Records contained in a dataset:
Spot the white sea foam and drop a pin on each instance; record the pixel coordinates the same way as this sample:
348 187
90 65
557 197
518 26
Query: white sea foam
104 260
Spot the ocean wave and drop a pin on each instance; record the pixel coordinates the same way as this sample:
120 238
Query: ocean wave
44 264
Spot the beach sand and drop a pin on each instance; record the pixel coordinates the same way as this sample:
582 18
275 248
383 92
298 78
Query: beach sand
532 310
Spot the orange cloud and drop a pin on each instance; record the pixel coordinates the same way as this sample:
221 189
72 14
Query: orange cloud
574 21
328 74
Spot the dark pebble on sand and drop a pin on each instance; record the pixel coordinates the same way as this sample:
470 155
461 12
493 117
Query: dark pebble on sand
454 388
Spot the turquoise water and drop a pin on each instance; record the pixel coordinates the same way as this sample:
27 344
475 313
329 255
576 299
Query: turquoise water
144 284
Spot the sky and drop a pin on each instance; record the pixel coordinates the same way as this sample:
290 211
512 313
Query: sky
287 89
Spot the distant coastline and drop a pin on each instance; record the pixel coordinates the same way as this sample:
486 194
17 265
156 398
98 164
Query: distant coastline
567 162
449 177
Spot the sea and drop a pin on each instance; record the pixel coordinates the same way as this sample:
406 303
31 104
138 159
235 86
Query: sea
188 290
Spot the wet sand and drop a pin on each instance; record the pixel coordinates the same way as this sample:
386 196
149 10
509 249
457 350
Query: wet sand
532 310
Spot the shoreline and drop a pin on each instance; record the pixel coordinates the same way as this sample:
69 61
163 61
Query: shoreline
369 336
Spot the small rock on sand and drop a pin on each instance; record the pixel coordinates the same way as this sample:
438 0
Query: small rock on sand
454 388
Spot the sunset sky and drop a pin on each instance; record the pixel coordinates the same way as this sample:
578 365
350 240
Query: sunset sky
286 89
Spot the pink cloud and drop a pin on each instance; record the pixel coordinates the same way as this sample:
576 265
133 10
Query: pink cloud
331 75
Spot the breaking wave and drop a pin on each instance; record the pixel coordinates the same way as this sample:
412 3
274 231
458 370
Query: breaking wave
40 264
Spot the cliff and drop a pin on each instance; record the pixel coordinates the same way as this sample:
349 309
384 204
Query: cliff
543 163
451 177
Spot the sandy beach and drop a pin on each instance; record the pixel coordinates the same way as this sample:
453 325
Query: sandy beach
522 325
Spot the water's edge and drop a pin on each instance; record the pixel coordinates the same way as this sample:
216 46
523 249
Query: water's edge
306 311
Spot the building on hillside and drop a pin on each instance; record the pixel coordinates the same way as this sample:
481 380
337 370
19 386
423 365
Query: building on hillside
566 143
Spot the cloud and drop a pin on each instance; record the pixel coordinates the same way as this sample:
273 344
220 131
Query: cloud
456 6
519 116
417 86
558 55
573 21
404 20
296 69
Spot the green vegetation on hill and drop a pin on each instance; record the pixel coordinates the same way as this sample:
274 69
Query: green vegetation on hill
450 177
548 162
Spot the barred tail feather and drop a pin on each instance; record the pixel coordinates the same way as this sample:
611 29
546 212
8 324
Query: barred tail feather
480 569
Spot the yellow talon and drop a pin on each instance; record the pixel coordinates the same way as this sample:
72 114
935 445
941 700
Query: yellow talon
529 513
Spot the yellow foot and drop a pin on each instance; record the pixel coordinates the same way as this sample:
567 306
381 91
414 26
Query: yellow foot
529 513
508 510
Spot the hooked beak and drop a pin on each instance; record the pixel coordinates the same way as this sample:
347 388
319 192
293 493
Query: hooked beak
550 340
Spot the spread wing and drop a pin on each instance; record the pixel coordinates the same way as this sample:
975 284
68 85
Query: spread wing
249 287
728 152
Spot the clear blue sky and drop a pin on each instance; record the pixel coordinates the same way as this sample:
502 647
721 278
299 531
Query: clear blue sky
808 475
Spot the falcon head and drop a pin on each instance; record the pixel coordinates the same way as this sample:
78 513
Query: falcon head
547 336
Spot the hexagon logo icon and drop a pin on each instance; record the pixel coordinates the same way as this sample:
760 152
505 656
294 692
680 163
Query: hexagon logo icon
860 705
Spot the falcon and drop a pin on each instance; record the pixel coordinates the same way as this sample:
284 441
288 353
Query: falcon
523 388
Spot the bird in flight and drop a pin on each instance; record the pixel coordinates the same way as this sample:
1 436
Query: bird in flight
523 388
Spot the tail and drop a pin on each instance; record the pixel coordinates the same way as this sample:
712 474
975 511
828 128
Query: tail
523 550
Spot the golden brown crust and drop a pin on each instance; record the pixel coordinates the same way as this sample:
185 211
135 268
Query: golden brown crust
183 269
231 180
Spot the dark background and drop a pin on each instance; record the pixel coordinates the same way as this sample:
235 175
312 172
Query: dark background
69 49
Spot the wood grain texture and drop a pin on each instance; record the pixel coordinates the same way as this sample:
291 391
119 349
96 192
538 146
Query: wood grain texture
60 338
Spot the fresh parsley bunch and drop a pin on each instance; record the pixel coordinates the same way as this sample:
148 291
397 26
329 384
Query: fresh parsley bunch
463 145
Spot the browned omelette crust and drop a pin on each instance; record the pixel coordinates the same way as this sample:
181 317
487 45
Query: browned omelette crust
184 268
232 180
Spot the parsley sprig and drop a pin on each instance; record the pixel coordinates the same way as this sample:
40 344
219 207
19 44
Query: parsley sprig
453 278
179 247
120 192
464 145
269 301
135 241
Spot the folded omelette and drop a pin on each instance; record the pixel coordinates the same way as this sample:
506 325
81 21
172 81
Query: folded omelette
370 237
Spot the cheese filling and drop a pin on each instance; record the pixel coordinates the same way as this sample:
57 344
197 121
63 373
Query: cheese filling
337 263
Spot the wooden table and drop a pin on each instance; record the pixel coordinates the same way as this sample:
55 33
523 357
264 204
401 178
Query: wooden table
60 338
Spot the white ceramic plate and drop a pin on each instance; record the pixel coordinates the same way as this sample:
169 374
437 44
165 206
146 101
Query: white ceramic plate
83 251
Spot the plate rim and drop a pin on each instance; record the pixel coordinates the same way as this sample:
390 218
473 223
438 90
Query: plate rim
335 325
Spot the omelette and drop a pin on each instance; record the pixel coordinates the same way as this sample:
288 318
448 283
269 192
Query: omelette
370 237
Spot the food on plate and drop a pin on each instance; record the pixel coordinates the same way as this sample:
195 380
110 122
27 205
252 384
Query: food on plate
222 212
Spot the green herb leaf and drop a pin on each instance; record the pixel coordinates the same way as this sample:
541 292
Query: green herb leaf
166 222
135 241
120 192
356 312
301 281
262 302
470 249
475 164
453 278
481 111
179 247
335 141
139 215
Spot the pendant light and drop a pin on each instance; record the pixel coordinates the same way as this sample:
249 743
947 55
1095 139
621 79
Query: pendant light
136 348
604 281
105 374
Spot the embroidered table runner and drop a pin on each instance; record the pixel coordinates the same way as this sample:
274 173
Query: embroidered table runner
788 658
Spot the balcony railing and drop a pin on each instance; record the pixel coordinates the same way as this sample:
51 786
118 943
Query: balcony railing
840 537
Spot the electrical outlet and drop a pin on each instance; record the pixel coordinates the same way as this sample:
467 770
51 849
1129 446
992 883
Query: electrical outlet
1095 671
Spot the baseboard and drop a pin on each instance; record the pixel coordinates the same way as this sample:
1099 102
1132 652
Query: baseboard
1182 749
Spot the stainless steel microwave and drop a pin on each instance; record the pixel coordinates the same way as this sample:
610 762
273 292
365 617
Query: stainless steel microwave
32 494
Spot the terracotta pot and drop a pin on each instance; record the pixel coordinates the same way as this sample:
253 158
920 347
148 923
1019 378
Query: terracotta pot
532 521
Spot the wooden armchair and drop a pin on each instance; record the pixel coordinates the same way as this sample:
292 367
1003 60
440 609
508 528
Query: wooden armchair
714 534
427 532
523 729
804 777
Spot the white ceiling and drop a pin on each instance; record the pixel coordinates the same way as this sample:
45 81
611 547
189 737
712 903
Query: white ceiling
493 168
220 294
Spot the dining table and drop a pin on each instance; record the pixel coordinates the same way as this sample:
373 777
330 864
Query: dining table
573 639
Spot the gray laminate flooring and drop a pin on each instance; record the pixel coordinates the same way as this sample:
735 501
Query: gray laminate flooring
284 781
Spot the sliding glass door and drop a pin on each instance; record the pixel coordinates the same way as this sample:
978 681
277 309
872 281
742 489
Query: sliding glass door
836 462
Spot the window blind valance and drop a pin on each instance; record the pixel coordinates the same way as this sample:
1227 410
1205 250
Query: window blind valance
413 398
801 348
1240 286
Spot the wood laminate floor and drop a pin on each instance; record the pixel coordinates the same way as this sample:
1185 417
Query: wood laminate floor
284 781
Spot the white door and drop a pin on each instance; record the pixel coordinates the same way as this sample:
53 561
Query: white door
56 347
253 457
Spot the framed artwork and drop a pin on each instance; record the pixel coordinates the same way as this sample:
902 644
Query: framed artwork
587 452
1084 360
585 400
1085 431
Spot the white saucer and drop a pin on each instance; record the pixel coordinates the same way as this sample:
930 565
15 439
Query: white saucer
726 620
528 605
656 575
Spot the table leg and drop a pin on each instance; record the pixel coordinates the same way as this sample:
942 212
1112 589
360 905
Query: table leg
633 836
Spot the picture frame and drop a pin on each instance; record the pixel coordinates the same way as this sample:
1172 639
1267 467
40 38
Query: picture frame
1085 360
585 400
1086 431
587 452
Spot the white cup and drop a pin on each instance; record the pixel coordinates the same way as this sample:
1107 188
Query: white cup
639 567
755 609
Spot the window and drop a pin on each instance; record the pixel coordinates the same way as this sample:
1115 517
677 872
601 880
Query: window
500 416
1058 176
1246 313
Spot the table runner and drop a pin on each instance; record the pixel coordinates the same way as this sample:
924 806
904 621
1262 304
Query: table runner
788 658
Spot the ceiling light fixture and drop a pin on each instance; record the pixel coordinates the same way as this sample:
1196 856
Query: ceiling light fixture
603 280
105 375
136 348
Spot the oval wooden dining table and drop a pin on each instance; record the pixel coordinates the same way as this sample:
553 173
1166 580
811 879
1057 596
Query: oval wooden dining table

◆ **Job**
From the line containing "Spot the table runner" down to the last line, reproduce the records exactly. Include both ends.

◆ **Exercise response**
Spot the table runner and drop a pin on each instance; record the pixel coordinates the same way as this sample:
924 806
904 621
1262 304
Query: table runner
788 658
Spot the ceiling light fixture and drop a pin on each instance; record the pixel coordinates the same way as this sample:
1196 856
Query: ceiling light fixture
603 280
105 375
136 348
Spot the oval wooden dining table and drop a pin on each instance; record the pixel coordinates the same way as this sample:
553 173
1166 580
811 879
1057 596
Query: oval wooden dining table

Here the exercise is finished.